## [Work to complete]
**A.** Duplicate the stretch of the fuel cell article from "The high performance" through "then not easily.".
**B.** According to the fuel cell article, for how long has Merkle & Partner been implementing FEM and CFD simulations in this technology field?
**C.** Translate this sentence from the fuel cell article into German: "The hydrogen tank alone must withstand enormous pressure over the long term."

**** Study text

The high performance and enormous potential of fuel cell technology offers many opportunities for Germany as a high-tech location - despite major technological challenges. Simulation technologies such as FEM and CFD provide support here.
Apart from ideological aspects that oppose the hydrogen vehicle, it is actually far more technologically demanding to build than a battery-powered vehicle. The hydrogen tank alone must withstand enormous pressure over the long term. The fuel cell stacks must have a uniform flow and temperature, no dust particles must get into the stacks, and the air in the fuel cell must have a defined humidity. In addition, the interaction of the technologies is more complex. Many interrelationships have not yet been researched and can only be identified in trials and even then not easily.
This is where simulation technologies come in. By means of FEM and CFD simulations, weak points, stresses, bottlenecks, material fatigue, but also interrelationships of the technologies can be identified in the digital twin. Engineering simulation technologies realistically map the behavior of products based on the physical laws of nature, databases of material properties and the geometries and properties of the products. For the development of high technologies such as fuel cell vehicles, development cycles can be noticeably accelerated. Interrelationships can be identified more quickly and costly development loops can be reduced.
The use would be worthwhile. This is because 0.5 JM of energy can be stored in 1 kg of Li-ion battery, 40 MJ in 1 kg of diesel, and a full 120 MJ in 1 kg of hydrogen. In addition, the energy storage system in a hydrogen vehicle can be built much more compactly than in an electric vehicle. At the same time, the vehicle can also be refueled more quickly and has a much longer range. This is because, compared to batteries, fuel cells have the advantage that continuous operation is possible for a very long time without intermediate electrical recharging. Vehicles powered by fuel cells can carry large quantities of hydrogen without greatly increasing their weight.
Merkle & Partner knows that these technologies are already being used successfully. The engineering firm has been implementing FEM and CFD simulations in this technology field for more than 16 years; from the development of fuel cell stacks to the behavior of seals, foils, hoses or the use of different materials.
"In my opinion, fuel cell technology offers an enormous opportunity for Germany as a business location. As a high-tech location, the automotive industry could once again take a leading role here. We support as a technology partner with experience, know-how and the courage to cultivate new fields," says Stefan Merkle, Managing Director of Merkle & Partner GbR.

********
**** Provided information

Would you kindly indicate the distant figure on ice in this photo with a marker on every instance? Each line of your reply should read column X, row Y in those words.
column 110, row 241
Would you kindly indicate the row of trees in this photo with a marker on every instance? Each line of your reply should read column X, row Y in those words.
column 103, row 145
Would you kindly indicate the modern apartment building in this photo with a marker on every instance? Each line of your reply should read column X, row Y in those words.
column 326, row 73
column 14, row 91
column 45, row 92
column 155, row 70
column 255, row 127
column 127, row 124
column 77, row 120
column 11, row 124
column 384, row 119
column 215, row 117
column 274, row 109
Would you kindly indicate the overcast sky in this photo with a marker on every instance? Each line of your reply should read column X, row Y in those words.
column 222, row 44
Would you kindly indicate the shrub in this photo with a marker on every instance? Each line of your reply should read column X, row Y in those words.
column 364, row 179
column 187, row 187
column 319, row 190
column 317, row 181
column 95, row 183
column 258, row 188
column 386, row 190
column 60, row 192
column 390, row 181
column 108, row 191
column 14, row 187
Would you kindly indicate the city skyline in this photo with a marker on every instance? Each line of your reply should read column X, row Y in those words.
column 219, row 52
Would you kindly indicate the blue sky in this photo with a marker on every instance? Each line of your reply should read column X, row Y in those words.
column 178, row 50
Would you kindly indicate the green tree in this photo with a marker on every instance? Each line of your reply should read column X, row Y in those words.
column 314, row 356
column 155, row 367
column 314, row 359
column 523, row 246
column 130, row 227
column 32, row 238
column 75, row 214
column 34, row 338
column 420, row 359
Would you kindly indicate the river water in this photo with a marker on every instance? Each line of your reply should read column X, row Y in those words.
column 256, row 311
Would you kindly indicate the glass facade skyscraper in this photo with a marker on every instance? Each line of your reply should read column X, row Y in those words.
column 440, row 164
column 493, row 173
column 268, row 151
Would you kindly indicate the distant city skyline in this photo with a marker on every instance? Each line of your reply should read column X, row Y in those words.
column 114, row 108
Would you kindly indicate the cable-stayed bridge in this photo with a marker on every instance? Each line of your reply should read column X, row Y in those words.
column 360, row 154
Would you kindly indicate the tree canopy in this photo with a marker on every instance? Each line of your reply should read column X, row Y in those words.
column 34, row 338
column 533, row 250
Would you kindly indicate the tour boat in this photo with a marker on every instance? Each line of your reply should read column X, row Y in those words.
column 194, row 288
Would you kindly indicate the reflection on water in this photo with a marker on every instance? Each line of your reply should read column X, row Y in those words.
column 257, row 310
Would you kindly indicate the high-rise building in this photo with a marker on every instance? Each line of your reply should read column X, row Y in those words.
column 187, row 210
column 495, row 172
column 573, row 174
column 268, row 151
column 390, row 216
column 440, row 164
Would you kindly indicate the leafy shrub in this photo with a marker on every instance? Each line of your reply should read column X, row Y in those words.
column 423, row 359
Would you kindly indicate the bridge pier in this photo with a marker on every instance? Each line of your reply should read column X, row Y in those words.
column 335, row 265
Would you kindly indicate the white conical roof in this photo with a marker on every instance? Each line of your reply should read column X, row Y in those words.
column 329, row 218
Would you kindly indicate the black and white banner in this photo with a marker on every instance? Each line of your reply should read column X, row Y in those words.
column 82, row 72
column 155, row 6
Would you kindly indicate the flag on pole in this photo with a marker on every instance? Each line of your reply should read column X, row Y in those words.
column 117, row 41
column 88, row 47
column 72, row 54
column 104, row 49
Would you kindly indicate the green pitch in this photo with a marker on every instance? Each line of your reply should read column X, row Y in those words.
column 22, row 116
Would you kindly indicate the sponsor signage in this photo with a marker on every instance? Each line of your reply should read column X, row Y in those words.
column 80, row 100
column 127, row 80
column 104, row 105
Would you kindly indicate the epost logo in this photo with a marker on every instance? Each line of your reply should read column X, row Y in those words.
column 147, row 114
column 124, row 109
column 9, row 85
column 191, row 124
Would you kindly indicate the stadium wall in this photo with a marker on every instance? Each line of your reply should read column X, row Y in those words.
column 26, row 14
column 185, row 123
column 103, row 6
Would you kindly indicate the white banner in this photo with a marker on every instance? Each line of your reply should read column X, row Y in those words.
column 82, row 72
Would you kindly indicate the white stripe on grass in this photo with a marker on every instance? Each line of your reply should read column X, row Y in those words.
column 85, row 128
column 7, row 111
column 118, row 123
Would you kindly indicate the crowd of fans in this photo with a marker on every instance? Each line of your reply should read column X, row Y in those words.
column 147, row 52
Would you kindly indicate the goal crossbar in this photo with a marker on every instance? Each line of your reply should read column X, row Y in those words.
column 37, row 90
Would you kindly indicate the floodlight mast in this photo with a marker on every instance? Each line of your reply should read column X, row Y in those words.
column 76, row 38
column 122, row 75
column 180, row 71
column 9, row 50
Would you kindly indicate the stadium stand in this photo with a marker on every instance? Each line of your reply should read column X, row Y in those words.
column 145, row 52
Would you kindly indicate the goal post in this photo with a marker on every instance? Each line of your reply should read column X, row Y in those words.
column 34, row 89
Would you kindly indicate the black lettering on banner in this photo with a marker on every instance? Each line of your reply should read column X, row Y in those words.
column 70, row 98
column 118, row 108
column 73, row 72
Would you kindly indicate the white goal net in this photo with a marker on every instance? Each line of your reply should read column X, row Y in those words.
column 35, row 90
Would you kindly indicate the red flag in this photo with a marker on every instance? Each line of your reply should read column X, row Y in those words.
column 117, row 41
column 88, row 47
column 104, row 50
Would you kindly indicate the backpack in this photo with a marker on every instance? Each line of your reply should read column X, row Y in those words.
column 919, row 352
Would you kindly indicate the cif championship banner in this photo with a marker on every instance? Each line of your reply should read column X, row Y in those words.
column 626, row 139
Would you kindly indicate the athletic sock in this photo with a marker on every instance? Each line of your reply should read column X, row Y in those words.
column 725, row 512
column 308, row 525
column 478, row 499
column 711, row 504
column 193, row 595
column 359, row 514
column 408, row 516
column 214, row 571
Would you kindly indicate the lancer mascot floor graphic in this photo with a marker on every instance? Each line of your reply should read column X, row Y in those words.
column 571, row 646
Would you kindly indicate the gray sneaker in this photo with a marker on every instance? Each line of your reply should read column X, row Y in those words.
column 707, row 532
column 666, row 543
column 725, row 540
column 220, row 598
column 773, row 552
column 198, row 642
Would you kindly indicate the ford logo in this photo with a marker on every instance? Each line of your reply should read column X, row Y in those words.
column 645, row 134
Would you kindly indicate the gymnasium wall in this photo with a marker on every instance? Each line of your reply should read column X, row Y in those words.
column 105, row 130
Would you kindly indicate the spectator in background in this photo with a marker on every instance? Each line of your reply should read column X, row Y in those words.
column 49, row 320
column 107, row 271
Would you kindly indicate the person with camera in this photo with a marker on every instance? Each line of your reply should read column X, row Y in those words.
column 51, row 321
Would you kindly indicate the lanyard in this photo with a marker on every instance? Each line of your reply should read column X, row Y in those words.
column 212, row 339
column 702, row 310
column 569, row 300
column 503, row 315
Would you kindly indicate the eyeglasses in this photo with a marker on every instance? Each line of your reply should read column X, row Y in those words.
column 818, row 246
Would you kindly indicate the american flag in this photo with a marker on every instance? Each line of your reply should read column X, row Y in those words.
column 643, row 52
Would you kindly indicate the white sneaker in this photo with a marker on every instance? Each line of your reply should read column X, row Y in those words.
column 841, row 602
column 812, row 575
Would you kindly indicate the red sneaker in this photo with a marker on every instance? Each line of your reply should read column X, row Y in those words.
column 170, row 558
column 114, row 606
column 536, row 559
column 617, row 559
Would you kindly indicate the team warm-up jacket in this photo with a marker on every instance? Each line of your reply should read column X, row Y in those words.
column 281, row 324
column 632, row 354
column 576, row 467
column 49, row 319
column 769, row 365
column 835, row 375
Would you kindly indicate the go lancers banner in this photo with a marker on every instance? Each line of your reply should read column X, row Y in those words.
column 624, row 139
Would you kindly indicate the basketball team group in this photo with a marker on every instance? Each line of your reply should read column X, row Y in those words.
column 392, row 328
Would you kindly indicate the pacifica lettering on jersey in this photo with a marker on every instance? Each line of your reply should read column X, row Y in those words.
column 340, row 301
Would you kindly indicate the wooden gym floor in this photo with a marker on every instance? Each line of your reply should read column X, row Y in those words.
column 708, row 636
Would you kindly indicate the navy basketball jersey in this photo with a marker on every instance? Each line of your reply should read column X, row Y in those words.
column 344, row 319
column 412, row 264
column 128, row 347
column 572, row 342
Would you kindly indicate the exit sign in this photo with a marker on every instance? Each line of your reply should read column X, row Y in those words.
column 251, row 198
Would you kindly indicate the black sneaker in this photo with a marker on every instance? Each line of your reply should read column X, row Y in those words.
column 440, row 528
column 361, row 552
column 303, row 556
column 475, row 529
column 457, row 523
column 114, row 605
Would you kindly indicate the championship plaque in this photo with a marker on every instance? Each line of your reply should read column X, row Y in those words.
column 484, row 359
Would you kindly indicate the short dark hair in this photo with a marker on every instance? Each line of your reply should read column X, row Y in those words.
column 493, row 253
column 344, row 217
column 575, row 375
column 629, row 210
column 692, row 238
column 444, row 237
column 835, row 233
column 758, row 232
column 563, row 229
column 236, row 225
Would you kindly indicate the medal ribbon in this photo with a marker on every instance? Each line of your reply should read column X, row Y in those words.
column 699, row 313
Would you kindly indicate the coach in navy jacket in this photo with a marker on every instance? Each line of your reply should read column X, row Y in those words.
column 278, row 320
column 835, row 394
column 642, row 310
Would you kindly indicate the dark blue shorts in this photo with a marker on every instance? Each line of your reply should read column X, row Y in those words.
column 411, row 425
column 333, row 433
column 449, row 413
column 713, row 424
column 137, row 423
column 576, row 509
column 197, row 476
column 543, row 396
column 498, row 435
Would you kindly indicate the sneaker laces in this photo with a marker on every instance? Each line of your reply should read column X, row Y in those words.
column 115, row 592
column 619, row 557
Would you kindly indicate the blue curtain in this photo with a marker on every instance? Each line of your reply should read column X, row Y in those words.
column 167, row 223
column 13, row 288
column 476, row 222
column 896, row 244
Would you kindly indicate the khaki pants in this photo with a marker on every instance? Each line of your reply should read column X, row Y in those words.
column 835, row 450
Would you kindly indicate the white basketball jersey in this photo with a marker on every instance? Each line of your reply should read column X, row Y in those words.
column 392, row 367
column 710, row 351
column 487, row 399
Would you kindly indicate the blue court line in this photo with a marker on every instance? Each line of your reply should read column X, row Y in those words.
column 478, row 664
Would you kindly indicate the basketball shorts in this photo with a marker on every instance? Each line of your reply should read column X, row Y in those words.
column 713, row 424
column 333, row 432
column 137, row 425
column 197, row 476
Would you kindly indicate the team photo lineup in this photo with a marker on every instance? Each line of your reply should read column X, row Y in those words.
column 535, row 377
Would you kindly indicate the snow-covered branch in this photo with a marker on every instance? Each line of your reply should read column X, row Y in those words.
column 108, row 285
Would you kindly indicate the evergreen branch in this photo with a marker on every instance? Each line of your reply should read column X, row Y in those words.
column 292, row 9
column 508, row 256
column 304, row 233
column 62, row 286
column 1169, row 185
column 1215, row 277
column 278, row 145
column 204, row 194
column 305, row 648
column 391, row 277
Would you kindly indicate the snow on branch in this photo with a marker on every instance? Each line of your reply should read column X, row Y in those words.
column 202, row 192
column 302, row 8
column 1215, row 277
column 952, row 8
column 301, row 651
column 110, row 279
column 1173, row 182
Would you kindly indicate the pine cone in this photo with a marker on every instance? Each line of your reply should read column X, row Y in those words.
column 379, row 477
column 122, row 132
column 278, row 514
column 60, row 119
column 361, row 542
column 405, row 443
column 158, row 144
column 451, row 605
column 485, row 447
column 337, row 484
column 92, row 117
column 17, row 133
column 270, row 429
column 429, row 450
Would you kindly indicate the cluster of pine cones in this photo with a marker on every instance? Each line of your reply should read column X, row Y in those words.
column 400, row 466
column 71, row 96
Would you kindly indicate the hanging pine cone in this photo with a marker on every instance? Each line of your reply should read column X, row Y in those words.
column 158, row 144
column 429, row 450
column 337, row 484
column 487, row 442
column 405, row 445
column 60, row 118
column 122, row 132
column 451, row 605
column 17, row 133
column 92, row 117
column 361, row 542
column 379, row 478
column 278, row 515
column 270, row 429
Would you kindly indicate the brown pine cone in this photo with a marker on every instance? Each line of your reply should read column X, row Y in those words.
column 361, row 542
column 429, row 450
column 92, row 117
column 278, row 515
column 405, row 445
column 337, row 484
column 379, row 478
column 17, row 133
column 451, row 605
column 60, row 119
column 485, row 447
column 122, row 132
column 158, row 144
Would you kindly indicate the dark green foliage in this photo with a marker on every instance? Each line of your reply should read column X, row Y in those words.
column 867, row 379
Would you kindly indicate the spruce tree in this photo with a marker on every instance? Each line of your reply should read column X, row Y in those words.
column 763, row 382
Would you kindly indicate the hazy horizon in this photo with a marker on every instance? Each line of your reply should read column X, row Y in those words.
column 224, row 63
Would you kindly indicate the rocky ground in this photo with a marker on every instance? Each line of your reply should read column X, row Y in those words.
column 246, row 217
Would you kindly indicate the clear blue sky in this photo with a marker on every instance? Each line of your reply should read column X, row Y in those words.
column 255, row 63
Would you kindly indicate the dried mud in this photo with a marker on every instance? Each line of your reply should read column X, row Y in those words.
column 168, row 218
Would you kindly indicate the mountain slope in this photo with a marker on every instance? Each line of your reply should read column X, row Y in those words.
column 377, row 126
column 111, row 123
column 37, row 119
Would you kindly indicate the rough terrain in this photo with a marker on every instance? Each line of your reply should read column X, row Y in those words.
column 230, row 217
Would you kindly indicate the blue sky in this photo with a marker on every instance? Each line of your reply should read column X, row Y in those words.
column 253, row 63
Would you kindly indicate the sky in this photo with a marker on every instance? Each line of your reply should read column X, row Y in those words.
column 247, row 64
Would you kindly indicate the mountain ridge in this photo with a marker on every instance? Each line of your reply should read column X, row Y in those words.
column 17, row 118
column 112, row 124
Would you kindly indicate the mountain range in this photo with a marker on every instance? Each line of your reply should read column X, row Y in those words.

********

## [Answers to the tasks]
**A.**
The high performance and enormous potential of fuel cell technology offers many opportunities for Germany as a high-tech location - despite major technological challenges. Simulation technologies such as FEM and CFD provide support here.
Apart from ideological aspects that oppose the hydrogen vehicle, it is actually far more technologically demanding to build than a battery-powered vehicle. The hydrogen tank alone must withstand enormous pressure over the long term. The fuel cell stacks must have a uniform flow and temperature, no dust particles must get into the stacks, and the air in the fuel cell must have a defined humidity. In addition, the interaction of the technologies is more complex. Many interrelationships have not yet been researched and can only be identified in trials and even then not easily.

**B.** For more than 16 years.

**C.** Allein der Wasserstofftank muss langfristig enormem Druck standhalten.